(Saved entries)

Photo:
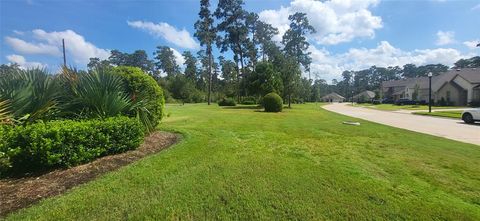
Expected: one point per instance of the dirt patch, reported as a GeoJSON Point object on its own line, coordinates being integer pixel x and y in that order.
{"type": "Point", "coordinates": [22, 192]}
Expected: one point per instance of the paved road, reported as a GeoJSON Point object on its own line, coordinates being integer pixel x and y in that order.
{"type": "Point", "coordinates": [442, 127]}
{"type": "Point", "coordinates": [433, 110]}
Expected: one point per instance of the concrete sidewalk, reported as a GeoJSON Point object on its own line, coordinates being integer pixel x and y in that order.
{"type": "Point", "coordinates": [442, 127]}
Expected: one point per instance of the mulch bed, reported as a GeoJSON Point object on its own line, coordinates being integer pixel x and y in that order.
{"type": "Point", "coordinates": [17, 193]}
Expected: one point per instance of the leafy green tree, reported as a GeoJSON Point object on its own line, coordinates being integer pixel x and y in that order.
{"type": "Point", "coordinates": [473, 62]}
{"type": "Point", "coordinates": [229, 73]}
{"type": "Point", "coordinates": [138, 58]}
{"type": "Point", "coordinates": [264, 79]}
{"type": "Point", "coordinates": [290, 73]}
{"type": "Point", "coordinates": [166, 61]}
{"type": "Point", "coordinates": [231, 16]}
{"type": "Point", "coordinates": [295, 41]}
{"type": "Point", "coordinates": [190, 66]}
{"type": "Point", "coordinates": [96, 63]}
{"type": "Point", "coordinates": [182, 88]}
{"type": "Point", "coordinates": [206, 34]}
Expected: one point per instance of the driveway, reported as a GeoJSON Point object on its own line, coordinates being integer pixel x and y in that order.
{"type": "Point", "coordinates": [442, 127]}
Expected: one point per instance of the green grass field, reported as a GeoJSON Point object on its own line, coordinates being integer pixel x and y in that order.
{"type": "Point", "coordinates": [392, 107]}
{"type": "Point", "coordinates": [448, 114]}
{"type": "Point", "coordinates": [303, 163]}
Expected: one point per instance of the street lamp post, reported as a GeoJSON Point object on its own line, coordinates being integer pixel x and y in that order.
{"type": "Point", "coordinates": [430, 92]}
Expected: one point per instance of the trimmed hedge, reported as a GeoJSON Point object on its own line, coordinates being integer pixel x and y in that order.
{"type": "Point", "coordinates": [142, 86]}
{"type": "Point", "coordinates": [227, 102]}
{"type": "Point", "coordinates": [43, 146]}
{"type": "Point", "coordinates": [272, 102]}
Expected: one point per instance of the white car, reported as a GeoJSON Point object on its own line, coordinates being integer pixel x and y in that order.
{"type": "Point", "coordinates": [471, 115]}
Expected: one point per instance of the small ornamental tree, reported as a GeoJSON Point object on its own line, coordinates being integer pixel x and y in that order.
{"type": "Point", "coordinates": [144, 89]}
{"type": "Point", "coordinates": [272, 102]}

■ **The task**:
Retype every entry exactly as written, but omit the pictures.

■ **Written answer**:
Photo:
Expected: one point per instance of the dirt patch, reported as a GeoJSON Point object on its own line, coordinates being integer pixel x and y in that order.
{"type": "Point", "coordinates": [22, 192]}
Expected: one point per instance of the paved road, reported as a GeoJSON Point object on its own line, coordinates being integer pixel x and y in that order.
{"type": "Point", "coordinates": [442, 127]}
{"type": "Point", "coordinates": [433, 110]}
Expected: one point per instance of the concrete sidewalk, reported as a GeoJSON Point object on its own line, coordinates being integer pixel x and y in that order.
{"type": "Point", "coordinates": [442, 127]}
Expected: one point per instance of the mulch bed, reported as a GeoJSON Point object on its own line, coordinates being integer pixel x and y in that order.
{"type": "Point", "coordinates": [17, 193]}
Expected: one point per instance of the leafy green tree, reported as a GeoJSON Point object on its own line, coordinates being integer pixel x and y in that order.
{"type": "Point", "coordinates": [473, 62]}
{"type": "Point", "coordinates": [229, 73]}
{"type": "Point", "coordinates": [138, 58]}
{"type": "Point", "coordinates": [264, 79]}
{"type": "Point", "coordinates": [290, 73]}
{"type": "Point", "coordinates": [166, 61]}
{"type": "Point", "coordinates": [231, 16]}
{"type": "Point", "coordinates": [295, 41]}
{"type": "Point", "coordinates": [190, 66]}
{"type": "Point", "coordinates": [96, 63]}
{"type": "Point", "coordinates": [182, 88]}
{"type": "Point", "coordinates": [206, 34]}
Expected: one point per instance of the driveway, reported as a GeoJSON Point object on its own line, coordinates being integer pixel x and y in that order.
{"type": "Point", "coordinates": [442, 127]}
Expected: one point per instance of the green grass field, reported as a GeoJSON Point object on its own line, coordinates being integer pixel x and y in that order.
{"type": "Point", "coordinates": [392, 107]}
{"type": "Point", "coordinates": [448, 114]}
{"type": "Point", "coordinates": [303, 163]}
Expected: one point per instance of the street lamp post, reported as a GeoJSON Point object on its own line, coordinates being integer pixel x and y in that order.
{"type": "Point", "coordinates": [430, 92]}
Expected: one point per instance of the trimmed hedge, reported as a GeoJSON Point object on its own line, coordinates being integer pixel x and y in that order.
{"type": "Point", "coordinates": [142, 86]}
{"type": "Point", "coordinates": [227, 102]}
{"type": "Point", "coordinates": [43, 146]}
{"type": "Point", "coordinates": [272, 102]}
Expected: one point per instance of the white car, reported as a GeoJSON Point object on its own line, coordinates being integer pixel x and y in that order.
{"type": "Point", "coordinates": [471, 115]}
Expected: one point per instance of the small ornamental tree, reported as a GeoJSON Point object on its own line, coordinates being integer pixel x and y in that order.
{"type": "Point", "coordinates": [144, 89]}
{"type": "Point", "coordinates": [272, 102]}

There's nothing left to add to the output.